Objective:
Copy the records below word for word, from the line containing "Locate every instance of the wooden panel" through the end of the records, inclusive, and leave out the pictures.

Data supplied:

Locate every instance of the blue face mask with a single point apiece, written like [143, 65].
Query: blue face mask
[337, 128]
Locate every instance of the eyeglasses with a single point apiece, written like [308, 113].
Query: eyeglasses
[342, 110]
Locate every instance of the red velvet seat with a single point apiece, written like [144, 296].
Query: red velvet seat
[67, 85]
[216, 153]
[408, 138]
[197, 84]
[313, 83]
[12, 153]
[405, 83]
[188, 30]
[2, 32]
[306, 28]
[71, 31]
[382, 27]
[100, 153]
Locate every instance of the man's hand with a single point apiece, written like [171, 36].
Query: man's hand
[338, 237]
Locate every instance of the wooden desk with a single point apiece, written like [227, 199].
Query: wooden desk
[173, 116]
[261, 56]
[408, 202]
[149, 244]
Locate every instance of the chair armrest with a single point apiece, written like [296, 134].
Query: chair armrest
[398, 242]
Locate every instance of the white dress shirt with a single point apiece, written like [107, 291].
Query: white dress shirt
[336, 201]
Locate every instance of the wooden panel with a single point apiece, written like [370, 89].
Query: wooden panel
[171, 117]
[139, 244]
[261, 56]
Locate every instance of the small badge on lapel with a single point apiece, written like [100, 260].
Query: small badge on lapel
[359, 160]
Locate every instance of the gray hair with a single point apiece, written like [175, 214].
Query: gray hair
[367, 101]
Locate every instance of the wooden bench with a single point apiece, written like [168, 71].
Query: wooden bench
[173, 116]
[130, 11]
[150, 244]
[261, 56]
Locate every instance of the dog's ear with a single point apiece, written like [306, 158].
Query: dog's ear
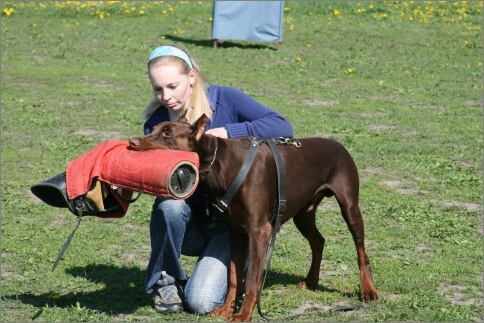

Answer:
Locate every instance of the wooden panel with a single point apiece, written like [370, 89].
Query: wooden panel
[171, 117]
[139, 244]
[261, 56]
Locate every instance of the small badge on lapel with a single point apiece, written like [100, 260].
Query: small badge on lapel
[359, 160]
Locate every instance of the gray hair with a single point apiece, written like [175, 214].
Query: gray hair
[367, 101]
Locate every instance of the wooden bench with a single point apiece, written like [168, 71].
Query: wooden bench
[173, 116]
[130, 11]
[150, 244]
[261, 56]
Locate every instance of the dog's ear with a single point apiece, written like [306, 158].
Query: dog's ear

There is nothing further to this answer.